» Task goal:
Repeat the lines of the data exactly, from the first one through the one that contains "Could you locate the stadium".

[Natural-language object grounding data]
--- START ---
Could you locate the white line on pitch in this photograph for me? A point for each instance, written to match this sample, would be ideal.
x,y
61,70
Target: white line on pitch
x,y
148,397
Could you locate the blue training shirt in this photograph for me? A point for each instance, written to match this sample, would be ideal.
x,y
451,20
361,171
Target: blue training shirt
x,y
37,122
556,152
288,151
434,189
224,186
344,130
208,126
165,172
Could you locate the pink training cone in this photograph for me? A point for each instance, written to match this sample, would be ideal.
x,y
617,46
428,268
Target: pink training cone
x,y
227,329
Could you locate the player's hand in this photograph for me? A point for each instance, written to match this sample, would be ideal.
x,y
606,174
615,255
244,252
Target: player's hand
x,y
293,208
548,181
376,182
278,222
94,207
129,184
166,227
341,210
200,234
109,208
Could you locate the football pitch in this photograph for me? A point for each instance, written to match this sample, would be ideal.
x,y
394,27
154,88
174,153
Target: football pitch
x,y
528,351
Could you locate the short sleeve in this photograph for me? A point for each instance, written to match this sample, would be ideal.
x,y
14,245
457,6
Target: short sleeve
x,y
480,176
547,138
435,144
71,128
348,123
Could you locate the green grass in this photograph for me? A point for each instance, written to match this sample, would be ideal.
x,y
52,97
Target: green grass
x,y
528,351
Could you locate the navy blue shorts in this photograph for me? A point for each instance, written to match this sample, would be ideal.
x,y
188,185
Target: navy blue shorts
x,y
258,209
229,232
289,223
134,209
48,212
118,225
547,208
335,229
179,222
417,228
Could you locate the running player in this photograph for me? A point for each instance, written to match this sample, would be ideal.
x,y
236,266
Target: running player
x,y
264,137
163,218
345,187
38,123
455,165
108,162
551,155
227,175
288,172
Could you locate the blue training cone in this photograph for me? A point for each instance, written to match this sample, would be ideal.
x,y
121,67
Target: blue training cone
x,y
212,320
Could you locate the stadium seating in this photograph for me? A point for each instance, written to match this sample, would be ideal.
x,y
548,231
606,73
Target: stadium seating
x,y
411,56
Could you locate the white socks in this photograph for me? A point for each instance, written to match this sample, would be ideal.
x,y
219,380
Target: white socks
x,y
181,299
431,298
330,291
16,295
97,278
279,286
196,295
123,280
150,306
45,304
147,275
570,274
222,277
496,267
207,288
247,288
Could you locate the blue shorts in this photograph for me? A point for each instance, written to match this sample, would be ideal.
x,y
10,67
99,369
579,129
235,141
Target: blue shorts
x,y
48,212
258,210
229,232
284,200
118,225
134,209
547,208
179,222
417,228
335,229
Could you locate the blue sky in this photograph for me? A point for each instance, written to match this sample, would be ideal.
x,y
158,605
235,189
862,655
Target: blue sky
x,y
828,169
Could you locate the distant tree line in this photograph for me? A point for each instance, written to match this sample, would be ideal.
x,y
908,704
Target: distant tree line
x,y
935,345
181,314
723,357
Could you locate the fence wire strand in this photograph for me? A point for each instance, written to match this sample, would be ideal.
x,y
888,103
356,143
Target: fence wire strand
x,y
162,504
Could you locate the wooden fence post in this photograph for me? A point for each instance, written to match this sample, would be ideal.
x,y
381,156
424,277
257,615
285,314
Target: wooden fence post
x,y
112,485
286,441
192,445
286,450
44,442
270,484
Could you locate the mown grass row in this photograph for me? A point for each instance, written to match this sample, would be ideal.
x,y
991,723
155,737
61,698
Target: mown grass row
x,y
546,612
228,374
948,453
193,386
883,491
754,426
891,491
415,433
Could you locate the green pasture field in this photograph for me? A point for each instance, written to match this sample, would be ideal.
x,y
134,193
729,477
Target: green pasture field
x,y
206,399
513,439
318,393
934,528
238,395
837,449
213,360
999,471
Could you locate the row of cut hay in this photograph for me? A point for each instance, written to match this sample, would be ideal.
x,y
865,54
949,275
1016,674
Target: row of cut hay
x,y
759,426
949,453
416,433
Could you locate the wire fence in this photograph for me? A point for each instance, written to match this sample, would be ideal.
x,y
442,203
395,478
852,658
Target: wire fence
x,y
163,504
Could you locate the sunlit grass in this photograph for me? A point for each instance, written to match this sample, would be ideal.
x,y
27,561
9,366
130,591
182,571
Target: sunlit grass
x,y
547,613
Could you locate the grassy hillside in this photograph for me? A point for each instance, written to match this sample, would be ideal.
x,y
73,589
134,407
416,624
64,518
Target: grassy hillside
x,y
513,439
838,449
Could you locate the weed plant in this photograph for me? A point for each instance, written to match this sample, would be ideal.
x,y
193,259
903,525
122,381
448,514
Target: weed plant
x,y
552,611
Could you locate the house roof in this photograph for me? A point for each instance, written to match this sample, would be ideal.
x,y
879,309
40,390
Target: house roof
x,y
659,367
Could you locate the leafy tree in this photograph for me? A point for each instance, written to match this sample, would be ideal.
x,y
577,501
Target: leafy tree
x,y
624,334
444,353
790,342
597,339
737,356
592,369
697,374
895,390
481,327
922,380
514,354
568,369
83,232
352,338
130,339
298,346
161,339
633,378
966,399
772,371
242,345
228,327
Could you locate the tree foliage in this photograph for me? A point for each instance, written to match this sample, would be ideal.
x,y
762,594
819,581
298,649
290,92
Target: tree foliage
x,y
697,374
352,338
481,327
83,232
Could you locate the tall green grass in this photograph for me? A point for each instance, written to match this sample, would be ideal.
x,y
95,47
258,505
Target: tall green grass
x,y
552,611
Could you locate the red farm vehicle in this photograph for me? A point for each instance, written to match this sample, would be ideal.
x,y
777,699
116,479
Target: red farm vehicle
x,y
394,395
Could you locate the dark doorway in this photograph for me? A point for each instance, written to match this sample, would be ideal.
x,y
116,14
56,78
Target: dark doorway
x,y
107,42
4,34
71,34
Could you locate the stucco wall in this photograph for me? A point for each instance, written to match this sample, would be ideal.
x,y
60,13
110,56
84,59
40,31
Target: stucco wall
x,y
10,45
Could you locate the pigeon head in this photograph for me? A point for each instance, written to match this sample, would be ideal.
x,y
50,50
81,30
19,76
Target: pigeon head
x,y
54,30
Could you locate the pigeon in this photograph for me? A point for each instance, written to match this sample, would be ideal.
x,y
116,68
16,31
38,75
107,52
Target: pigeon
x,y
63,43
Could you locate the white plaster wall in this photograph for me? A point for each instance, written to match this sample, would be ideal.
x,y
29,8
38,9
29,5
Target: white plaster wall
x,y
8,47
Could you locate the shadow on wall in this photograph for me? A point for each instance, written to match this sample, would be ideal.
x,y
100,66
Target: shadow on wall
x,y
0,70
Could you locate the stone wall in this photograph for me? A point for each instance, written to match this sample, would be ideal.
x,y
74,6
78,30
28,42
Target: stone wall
--- END ---
» Solution for this exercise:
Could you locate the white line on pitch in this photograph for me? A point for each instance, written to match this sample, would be ideal.
x,y
61,70
Target: white line on pitch
x,y
148,397
Could you locate the blue training shirt in this photograph for me? A point for each instance, written to match this sample, would be ideal.
x,y
451,20
361,171
Target: blue training shirt
x,y
37,122
556,152
288,151
434,189
224,186
344,130
208,126
165,172
Could you locate the pink training cone in this photograph for me? A point for each instance, written to match this sample, would be ideal.
x,y
617,46
428,268
Target: pink training cone
x,y
227,329
Could you locate the player's hand in this photograph for me? A point for each instance, written to match this sample, would be ideal.
x,y
606,174
615,255
244,252
Target: player's hand
x,y
293,208
548,181
376,182
278,222
94,207
129,184
166,227
341,210
200,234
109,208
Could you locate the football pitch in this photograph for me? A point for each instance, written to match this sample, would be ideal.
x,y
394,27
154,88
174,153
Target: football pitch
x,y
528,351
Could you locate the short sleeve in this photograph for me? A point for each instance, written to match this sample, would be ideal.
x,y
14,245
457,6
Target: short sleeve
x,y
480,176
547,138
435,144
71,128
348,123
Could you locate the green grass in this photograph for me? A point for each instance, written to match this sample, would be ideal.
x,y
52,97
Target: green grass
x,y
528,351
Could you locate the navy blue shorts in this photograph for me? A point for each instance, written to match this sample, would be ideal.
x,y
188,185
Target: navy blue shorts
x,y
258,209
229,232
289,223
134,209
48,212
118,225
547,208
335,229
179,222
417,228
Could you locate the running player in this photograph for me? A point for each instance, written to match this sample, would be ideal.
x,y
236,266
Target: running player
x,y
264,137
163,218
345,187
38,123
455,165
108,162
551,155
227,175
288,172
Could you locate the blue training cone in this photograph for me? A point for each instance, written to match this sample, would be ideal.
x,y
121,67
Target: blue training cone
x,y
212,320
Could you locate the stadium seating in this photograph for me? A point for each instance, written to match this sample, would be ideal.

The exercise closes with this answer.